### What needs to be done:
Lines from the one with "Pinpoint each white pickup" through the end of the records, and no others, are what the answer should contain, copied exactly; please keep pictures out.

### Dataset records:
┌──

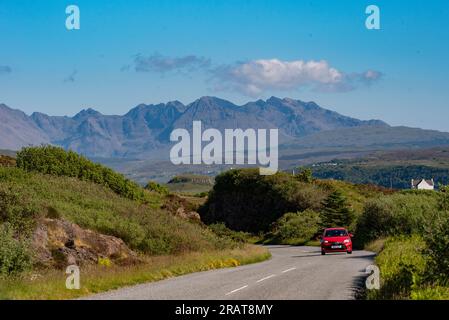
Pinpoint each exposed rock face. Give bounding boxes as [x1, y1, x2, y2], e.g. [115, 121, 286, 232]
[162, 194, 202, 223]
[32, 218, 139, 268]
[175, 207, 201, 222]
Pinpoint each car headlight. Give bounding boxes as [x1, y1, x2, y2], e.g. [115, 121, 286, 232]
[324, 240, 329, 243]
[344, 239, 350, 243]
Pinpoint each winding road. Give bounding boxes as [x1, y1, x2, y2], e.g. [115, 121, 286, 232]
[85, 246, 375, 300]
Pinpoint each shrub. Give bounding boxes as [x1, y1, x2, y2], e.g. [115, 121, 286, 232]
[208, 223, 250, 244]
[354, 193, 439, 248]
[199, 169, 326, 232]
[145, 181, 169, 196]
[16, 146, 149, 203]
[194, 191, 209, 198]
[0, 186, 38, 235]
[295, 168, 314, 183]
[271, 210, 321, 244]
[0, 224, 32, 276]
[368, 236, 427, 300]
[421, 210, 449, 285]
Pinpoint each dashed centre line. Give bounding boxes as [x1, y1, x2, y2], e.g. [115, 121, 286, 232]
[225, 285, 248, 295]
[281, 267, 296, 273]
[225, 267, 297, 296]
[256, 274, 276, 283]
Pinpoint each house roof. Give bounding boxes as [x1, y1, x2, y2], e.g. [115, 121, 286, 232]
[412, 179, 434, 187]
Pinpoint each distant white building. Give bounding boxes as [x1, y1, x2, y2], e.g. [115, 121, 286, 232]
[411, 179, 435, 190]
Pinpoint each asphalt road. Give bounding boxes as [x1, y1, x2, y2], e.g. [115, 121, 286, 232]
[85, 246, 375, 300]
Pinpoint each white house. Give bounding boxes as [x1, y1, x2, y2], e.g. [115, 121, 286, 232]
[411, 178, 435, 190]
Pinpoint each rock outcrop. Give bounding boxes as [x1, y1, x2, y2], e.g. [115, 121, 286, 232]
[32, 218, 139, 268]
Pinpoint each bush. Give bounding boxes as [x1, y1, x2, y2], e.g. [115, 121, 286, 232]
[208, 223, 250, 244]
[354, 193, 439, 248]
[0, 186, 38, 235]
[16, 146, 149, 203]
[271, 210, 321, 245]
[368, 236, 427, 300]
[0, 224, 32, 276]
[145, 181, 169, 196]
[421, 210, 449, 285]
[199, 169, 326, 232]
[295, 168, 314, 183]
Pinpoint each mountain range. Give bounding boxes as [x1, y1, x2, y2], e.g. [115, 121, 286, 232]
[1, 96, 449, 161]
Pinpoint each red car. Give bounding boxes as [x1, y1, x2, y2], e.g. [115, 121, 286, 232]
[320, 228, 353, 255]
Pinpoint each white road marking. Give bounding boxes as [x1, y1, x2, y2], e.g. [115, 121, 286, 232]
[225, 285, 248, 295]
[256, 274, 276, 283]
[281, 267, 296, 273]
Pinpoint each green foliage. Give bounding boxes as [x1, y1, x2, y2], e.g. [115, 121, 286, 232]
[0, 224, 32, 276]
[421, 210, 449, 285]
[145, 181, 169, 196]
[367, 236, 427, 300]
[320, 190, 354, 229]
[271, 210, 321, 244]
[360, 190, 449, 299]
[208, 223, 250, 245]
[0, 166, 237, 258]
[16, 146, 149, 203]
[194, 191, 209, 198]
[438, 184, 449, 210]
[199, 169, 326, 233]
[411, 286, 449, 300]
[0, 186, 38, 235]
[311, 163, 449, 189]
[295, 168, 314, 183]
[354, 192, 439, 248]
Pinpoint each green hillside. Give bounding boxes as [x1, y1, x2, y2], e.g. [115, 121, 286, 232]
[0, 147, 269, 299]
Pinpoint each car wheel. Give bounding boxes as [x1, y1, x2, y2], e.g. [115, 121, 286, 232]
[347, 250, 352, 254]
[321, 251, 325, 255]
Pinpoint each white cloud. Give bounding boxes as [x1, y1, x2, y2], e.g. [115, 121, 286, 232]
[212, 59, 382, 96]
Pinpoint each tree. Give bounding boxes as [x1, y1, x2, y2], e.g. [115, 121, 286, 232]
[320, 190, 354, 228]
[199, 168, 326, 232]
[295, 168, 314, 183]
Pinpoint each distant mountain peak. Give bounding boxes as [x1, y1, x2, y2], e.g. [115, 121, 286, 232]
[73, 108, 102, 119]
[194, 96, 230, 105]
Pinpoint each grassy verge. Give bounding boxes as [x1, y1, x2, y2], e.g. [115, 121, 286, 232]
[366, 236, 449, 300]
[0, 245, 270, 300]
[363, 238, 386, 254]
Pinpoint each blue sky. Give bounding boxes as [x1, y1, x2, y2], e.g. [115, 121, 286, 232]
[0, 0, 448, 131]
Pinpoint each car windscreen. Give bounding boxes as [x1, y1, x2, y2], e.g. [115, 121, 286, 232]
[325, 230, 348, 237]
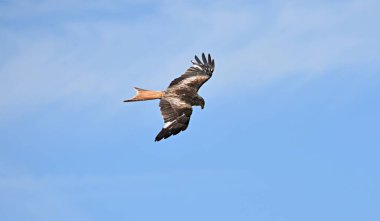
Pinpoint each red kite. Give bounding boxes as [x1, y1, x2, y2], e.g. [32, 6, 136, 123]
[124, 53, 215, 141]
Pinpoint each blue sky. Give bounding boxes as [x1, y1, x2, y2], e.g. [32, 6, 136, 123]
[1, 0, 380, 220]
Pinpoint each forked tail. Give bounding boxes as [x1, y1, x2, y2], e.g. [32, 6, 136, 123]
[123, 87, 164, 102]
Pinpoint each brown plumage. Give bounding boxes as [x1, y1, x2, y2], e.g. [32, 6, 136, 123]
[124, 53, 215, 141]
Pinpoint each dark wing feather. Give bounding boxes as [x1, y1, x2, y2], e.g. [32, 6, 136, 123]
[167, 53, 215, 92]
[194, 55, 202, 64]
[155, 98, 193, 141]
[202, 53, 207, 64]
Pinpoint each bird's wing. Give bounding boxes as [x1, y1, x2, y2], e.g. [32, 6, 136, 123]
[167, 53, 215, 92]
[155, 97, 193, 141]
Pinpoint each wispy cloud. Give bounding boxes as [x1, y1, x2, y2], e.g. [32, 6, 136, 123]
[0, 169, 257, 220]
[1, 0, 379, 117]
[0, 175, 90, 221]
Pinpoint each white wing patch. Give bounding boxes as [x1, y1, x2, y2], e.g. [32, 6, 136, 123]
[164, 121, 174, 128]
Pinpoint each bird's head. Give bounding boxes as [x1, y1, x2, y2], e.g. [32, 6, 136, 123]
[200, 98, 205, 109]
[195, 96, 205, 109]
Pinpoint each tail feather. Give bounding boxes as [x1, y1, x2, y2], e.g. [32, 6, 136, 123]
[124, 87, 163, 102]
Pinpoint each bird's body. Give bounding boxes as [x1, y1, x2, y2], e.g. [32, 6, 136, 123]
[124, 53, 215, 141]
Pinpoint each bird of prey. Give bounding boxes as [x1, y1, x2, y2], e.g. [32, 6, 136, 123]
[124, 53, 215, 141]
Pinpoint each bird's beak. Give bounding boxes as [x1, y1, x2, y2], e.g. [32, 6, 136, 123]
[201, 104, 205, 109]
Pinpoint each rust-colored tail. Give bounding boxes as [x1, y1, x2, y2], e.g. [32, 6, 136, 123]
[124, 87, 164, 102]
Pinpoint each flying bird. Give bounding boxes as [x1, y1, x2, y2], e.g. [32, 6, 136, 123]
[124, 53, 215, 141]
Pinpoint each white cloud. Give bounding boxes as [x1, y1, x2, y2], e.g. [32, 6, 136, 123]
[0, 0, 379, 116]
[211, 0, 380, 88]
[0, 169, 256, 220]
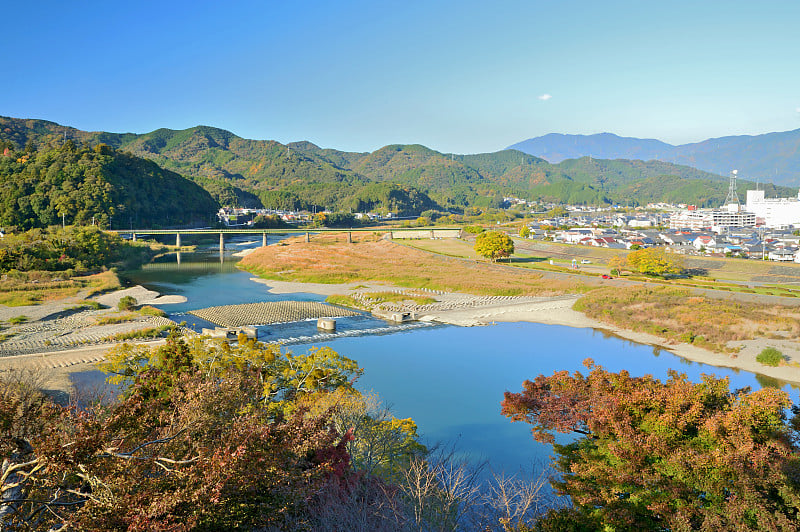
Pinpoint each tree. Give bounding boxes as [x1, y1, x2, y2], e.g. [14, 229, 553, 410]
[519, 225, 531, 238]
[607, 255, 625, 275]
[299, 388, 427, 482]
[626, 247, 684, 277]
[474, 231, 514, 262]
[501, 360, 800, 531]
[1, 334, 357, 530]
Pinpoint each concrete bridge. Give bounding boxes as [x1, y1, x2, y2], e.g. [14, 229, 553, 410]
[109, 227, 463, 254]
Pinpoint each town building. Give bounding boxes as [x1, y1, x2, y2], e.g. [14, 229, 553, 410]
[669, 205, 756, 231]
[745, 189, 800, 228]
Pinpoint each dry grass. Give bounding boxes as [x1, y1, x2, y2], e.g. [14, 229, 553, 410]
[239, 234, 586, 297]
[82, 270, 122, 295]
[362, 291, 437, 305]
[0, 270, 121, 307]
[575, 285, 800, 353]
[401, 238, 480, 259]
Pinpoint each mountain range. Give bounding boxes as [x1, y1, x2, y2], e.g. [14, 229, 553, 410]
[508, 130, 800, 187]
[1, 117, 795, 222]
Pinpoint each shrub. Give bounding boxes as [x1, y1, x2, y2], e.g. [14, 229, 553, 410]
[8, 315, 27, 325]
[118, 295, 137, 311]
[463, 225, 485, 234]
[138, 305, 167, 317]
[756, 347, 786, 367]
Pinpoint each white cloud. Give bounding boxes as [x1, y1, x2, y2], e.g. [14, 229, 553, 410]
[538, 93, 552, 101]
[796, 107, 800, 113]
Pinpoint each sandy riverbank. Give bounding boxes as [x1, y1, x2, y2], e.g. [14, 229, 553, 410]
[0, 283, 184, 397]
[0, 340, 167, 402]
[254, 278, 800, 385]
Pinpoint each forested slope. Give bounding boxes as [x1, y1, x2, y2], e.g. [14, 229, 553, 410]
[3, 116, 794, 211]
[0, 140, 218, 229]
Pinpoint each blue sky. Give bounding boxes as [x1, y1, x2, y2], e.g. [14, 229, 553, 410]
[5, 1, 800, 153]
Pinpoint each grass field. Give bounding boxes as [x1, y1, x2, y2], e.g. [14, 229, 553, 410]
[239, 234, 588, 297]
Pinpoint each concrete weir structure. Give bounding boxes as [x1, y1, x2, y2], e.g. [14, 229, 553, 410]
[201, 325, 258, 340]
[188, 301, 360, 328]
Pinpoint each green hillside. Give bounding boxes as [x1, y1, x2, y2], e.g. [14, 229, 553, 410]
[2, 116, 794, 212]
[0, 140, 218, 229]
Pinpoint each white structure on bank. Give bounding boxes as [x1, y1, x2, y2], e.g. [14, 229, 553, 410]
[745, 189, 800, 229]
[668, 205, 756, 232]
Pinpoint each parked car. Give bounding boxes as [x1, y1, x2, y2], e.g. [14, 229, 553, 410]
[601, 274, 611, 279]
[581, 259, 591, 264]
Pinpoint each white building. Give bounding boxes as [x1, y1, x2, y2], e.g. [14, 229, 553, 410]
[628, 219, 654, 228]
[669, 210, 713, 230]
[669, 205, 755, 231]
[745, 189, 800, 229]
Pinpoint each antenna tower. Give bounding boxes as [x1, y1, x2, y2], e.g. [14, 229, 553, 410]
[725, 170, 740, 206]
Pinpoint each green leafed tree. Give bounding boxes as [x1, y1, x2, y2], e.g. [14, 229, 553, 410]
[474, 230, 514, 262]
[501, 360, 800, 531]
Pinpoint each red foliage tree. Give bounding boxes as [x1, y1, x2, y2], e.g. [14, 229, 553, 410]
[502, 359, 800, 530]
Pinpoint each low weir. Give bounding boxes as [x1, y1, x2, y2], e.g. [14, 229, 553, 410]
[188, 301, 361, 328]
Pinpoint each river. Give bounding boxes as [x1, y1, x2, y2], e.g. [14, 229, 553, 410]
[72, 240, 800, 476]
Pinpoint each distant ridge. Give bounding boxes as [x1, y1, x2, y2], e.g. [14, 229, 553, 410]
[1, 116, 794, 210]
[508, 129, 800, 187]
[508, 133, 674, 164]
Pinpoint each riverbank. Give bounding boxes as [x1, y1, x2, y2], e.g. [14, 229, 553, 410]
[253, 278, 800, 385]
[0, 282, 184, 396]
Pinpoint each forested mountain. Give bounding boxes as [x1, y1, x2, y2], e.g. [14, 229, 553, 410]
[508, 130, 800, 187]
[2, 116, 794, 212]
[0, 140, 218, 230]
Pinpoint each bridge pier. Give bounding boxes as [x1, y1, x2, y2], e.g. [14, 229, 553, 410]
[175, 233, 181, 248]
[132, 232, 137, 242]
[305, 232, 310, 243]
[219, 232, 225, 255]
[347, 232, 352, 243]
[262, 232, 267, 247]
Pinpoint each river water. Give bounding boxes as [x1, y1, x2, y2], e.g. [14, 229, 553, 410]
[72, 240, 800, 476]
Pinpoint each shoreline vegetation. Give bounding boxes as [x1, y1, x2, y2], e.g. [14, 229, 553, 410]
[239, 233, 800, 385]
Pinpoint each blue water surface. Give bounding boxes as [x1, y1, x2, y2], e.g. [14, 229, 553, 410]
[72, 244, 800, 478]
[290, 322, 800, 475]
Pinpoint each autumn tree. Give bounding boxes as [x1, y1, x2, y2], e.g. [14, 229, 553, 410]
[519, 225, 531, 238]
[474, 230, 515, 262]
[607, 254, 625, 275]
[299, 388, 427, 482]
[1, 333, 359, 530]
[625, 247, 684, 277]
[501, 360, 800, 531]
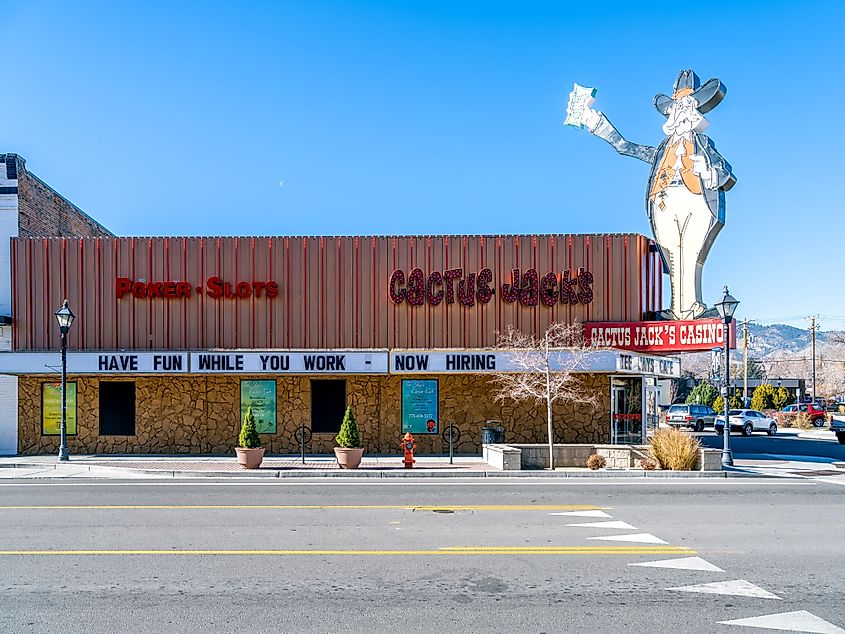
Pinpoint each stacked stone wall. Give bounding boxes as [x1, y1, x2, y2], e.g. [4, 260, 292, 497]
[17, 373, 611, 455]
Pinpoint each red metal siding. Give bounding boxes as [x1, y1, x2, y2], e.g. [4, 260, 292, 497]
[12, 234, 659, 351]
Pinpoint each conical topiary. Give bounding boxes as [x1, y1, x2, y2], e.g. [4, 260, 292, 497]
[238, 406, 262, 449]
[334, 406, 361, 448]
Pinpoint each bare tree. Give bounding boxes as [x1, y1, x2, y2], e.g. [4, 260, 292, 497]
[489, 322, 600, 469]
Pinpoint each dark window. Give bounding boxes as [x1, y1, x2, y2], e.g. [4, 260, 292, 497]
[99, 382, 136, 435]
[311, 380, 346, 434]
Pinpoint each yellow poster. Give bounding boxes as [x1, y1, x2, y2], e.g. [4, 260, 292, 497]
[42, 382, 77, 436]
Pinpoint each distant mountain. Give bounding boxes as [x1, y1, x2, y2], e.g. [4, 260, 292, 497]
[744, 323, 842, 357]
[678, 323, 845, 390]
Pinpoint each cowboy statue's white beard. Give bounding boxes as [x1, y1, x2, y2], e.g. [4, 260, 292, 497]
[662, 103, 708, 138]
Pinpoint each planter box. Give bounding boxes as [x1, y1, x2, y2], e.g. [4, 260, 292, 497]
[482, 443, 721, 472]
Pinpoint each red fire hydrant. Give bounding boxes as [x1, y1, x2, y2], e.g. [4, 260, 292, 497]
[402, 432, 416, 469]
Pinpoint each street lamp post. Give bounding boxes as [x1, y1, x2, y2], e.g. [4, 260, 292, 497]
[54, 299, 75, 462]
[715, 286, 739, 468]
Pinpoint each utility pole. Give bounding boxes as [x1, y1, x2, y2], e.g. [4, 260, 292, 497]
[811, 316, 817, 403]
[743, 318, 748, 407]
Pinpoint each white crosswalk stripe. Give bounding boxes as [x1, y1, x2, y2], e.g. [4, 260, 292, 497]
[548, 510, 612, 517]
[588, 532, 668, 544]
[565, 520, 638, 530]
[667, 579, 781, 600]
[629, 556, 724, 572]
[718, 610, 845, 633]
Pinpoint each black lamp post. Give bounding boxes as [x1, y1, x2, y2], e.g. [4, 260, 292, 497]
[54, 299, 75, 462]
[715, 286, 739, 468]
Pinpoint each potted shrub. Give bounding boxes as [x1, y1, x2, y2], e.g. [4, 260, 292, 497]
[235, 406, 265, 469]
[334, 406, 364, 469]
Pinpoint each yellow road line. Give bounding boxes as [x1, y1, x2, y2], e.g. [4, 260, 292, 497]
[0, 504, 603, 511]
[0, 547, 695, 556]
[441, 546, 677, 551]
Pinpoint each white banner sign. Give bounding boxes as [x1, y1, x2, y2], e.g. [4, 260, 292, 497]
[0, 351, 388, 375]
[616, 353, 680, 378]
[390, 350, 679, 378]
[188, 351, 388, 374]
[0, 349, 678, 377]
[0, 352, 189, 374]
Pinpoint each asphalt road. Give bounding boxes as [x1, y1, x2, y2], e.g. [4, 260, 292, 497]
[698, 431, 845, 460]
[0, 478, 843, 633]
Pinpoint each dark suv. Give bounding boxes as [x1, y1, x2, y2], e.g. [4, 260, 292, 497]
[666, 404, 716, 432]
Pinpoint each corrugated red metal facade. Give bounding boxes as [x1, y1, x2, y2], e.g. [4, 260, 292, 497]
[11, 234, 662, 351]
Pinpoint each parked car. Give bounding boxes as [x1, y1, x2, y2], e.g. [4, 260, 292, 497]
[715, 409, 778, 436]
[831, 415, 845, 445]
[666, 404, 716, 432]
[781, 403, 826, 427]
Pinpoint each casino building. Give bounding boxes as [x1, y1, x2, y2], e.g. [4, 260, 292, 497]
[0, 154, 731, 457]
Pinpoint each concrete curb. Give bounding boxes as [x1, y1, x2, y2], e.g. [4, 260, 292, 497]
[0, 461, 775, 479]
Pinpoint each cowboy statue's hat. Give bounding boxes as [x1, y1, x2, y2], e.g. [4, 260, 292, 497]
[654, 69, 727, 115]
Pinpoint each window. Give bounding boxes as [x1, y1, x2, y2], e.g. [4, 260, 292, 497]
[99, 381, 136, 435]
[311, 380, 346, 434]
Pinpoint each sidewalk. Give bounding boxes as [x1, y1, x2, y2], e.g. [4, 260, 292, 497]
[0, 453, 784, 479]
[729, 454, 845, 481]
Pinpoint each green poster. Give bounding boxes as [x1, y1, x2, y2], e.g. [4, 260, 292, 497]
[240, 380, 276, 434]
[42, 382, 77, 436]
[401, 379, 439, 434]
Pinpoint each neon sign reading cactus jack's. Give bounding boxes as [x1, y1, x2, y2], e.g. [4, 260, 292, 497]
[388, 267, 593, 307]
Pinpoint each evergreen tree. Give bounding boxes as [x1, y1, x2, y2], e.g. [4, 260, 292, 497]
[335, 406, 361, 448]
[238, 406, 261, 449]
[686, 382, 718, 407]
[751, 384, 777, 411]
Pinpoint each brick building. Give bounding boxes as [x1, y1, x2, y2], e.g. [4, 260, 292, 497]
[0, 154, 111, 453]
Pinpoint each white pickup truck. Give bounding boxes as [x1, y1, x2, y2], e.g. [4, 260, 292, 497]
[831, 415, 845, 445]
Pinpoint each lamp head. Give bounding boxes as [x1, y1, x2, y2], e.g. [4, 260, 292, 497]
[54, 299, 75, 333]
[715, 285, 739, 322]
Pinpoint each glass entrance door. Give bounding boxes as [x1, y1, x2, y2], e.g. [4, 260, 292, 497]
[611, 377, 644, 445]
[644, 381, 660, 438]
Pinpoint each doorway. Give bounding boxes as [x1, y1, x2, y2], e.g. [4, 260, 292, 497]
[610, 376, 644, 445]
[644, 379, 660, 437]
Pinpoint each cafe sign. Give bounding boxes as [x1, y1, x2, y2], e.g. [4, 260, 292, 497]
[401, 379, 439, 434]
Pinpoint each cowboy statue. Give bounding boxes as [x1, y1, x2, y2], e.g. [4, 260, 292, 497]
[565, 70, 736, 319]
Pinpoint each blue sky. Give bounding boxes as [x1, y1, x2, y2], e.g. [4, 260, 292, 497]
[1, 1, 842, 328]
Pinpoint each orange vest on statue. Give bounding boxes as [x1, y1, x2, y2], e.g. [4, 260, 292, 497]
[649, 137, 702, 201]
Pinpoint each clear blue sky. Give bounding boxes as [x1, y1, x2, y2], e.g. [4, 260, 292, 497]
[1, 1, 842, 328]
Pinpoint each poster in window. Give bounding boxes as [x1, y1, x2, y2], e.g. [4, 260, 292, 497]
[401, 379, 439, 434]
[240, 380, 276, 434]
[42, 382, 77, 436]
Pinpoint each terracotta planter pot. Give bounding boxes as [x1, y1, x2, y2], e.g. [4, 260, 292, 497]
[334, 447, 364, 469]
[235, 447, 265, 469]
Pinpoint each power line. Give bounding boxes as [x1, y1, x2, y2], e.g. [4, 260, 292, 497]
[762, 358, 845, 363]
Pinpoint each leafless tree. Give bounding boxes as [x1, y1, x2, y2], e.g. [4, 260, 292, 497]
[489, 322, 600, 469]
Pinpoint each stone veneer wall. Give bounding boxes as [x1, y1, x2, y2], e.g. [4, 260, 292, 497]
[17, 373, 611, 455]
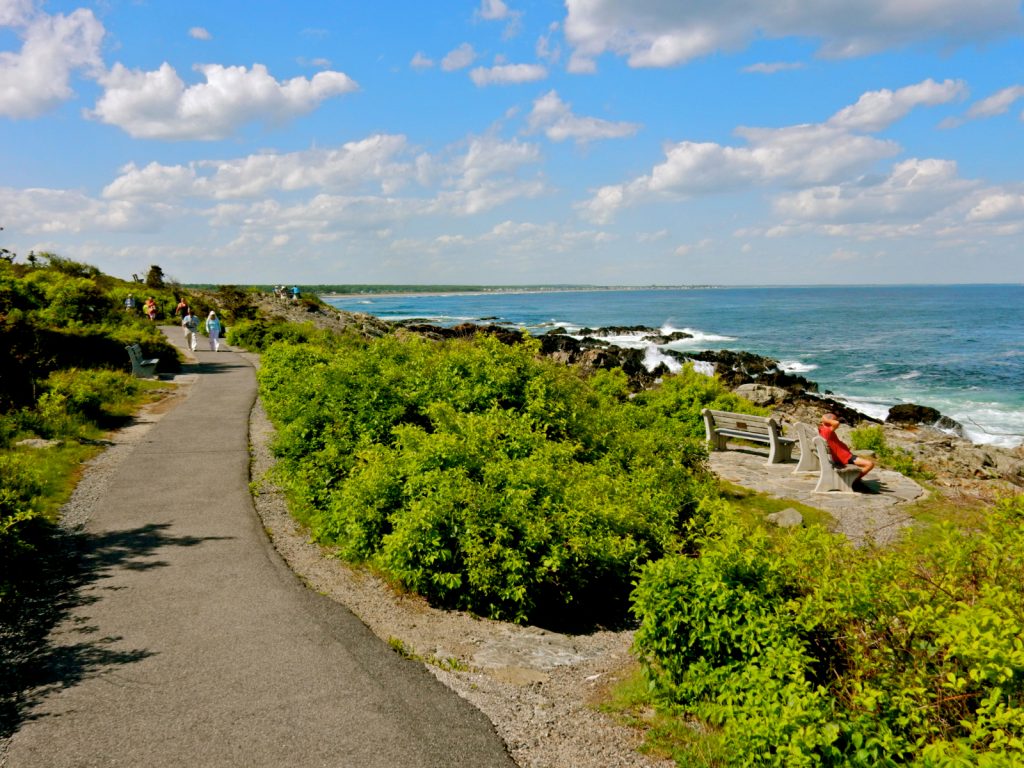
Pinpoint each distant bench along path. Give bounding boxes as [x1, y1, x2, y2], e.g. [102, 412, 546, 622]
[6, 327, 514, 768]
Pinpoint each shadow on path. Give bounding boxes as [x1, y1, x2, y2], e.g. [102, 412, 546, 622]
[0, 522, 230, 739]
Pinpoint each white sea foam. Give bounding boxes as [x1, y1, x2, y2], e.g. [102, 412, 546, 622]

└──

### Exercise result:
Pinpoint each white pickup truck. Give bounding boxes as [x1, y1, x2, y2], e.g. [4, 260, 292, 497]
[831, 415, 845, 445]
Pinpoint each lamp head. Give bounding boxes as [x1, y1, x2, y2], e.g. [4, 260, 292, 497]
[54, 299, 75, 333]
[715, 285, 739, 322]
Pinpoint each glass entrance door. Give bounding boxes as [x1, y1, x2, y2], e.g. [4, 260, 292, 497]
[611, 377, 644, 445]
[644, 381, 660, 438]
Pinpoint each doorway. Give bounding boxes as [x1, y1, x2, y2], e.g. [4, 260, 292, 497]
[610, 376, 644, 445]
[644, 379, 660, 437]
Pinpoint each cafe sign. Give bounding boxes as [x1, y1, x2, y2], e.g. [4, 260, 292, 497]
[401, 379, 439, 434]
Pinpoint each cowboy statue. Give bounding boxes as [x1, y1, x2, y2], e.g. [4, 260, 292, 497]
[565, 70, 736, 319]
Pinpoint each blue sky. Give bounding boxes as [x1, y1, x2, y2], e.g. [4, 260, 292, 497]
[1, 1, 842, 328]
Pinpoint each orange vest on statue. Give bounding boxes as [x1, y1, x2, y2], e.g. [4, 260, 292, 497]
[649, 137, 702, 201]
Pinpoint each clear blue sky. Give bounding boxes as [x1, y1, x2, y2], e.g. [4, 260, 292, 497]
[1, 1, 842, 328]
Pinpoint each poster in window. Give bounding boxes as [x1, y1, x2, y2], e.g. [4, 260, 292, 497]
[401, 379, 439, 434]
[240, 380, 276, 434]
[42, 382, 77, 436]
Pinpoint each terracotta planter pot. Give bounding boxes as [x1, y1, x2, y2], e.g. [4, 260, 292, 497]
[334, 447, 364, 469]
[235, 447, 265, 469]
Pinpoint each power line. Give bounding boxes as [x1, y1, x2, y2], e.g. [4, 260, 292, 497]
[762, 358, 845, 363]
Pinpoint each leafless tree. Give bounding boxes as [x1, y1, x2, y2], e.g. [4, 260, 292, 497]
[489, 322, 600, 469]
Pinpoint each stone veneer wall. Give bounding boxes as [x1, y1, x2, y2], e.g. [4, 260, 292, 497]
[17, 373, 611, 455]
Pinpoint each distant bench along path. Give bounding boxes as [x1, y1, x2, y2], e.g. [102, 412, 546, 622]
[6, 327, 514, 768]
Pinpoint each shadow on path. Give bounding boxes as [x1, y1, x2, y2], e.g. [102, 412, 546, 622]
[0, 522, 230, 739]
Pinpoint each white sea foam. Give bounding boxes as [x1, y1, x2, y2], e.g. [102, 412, 546, 622]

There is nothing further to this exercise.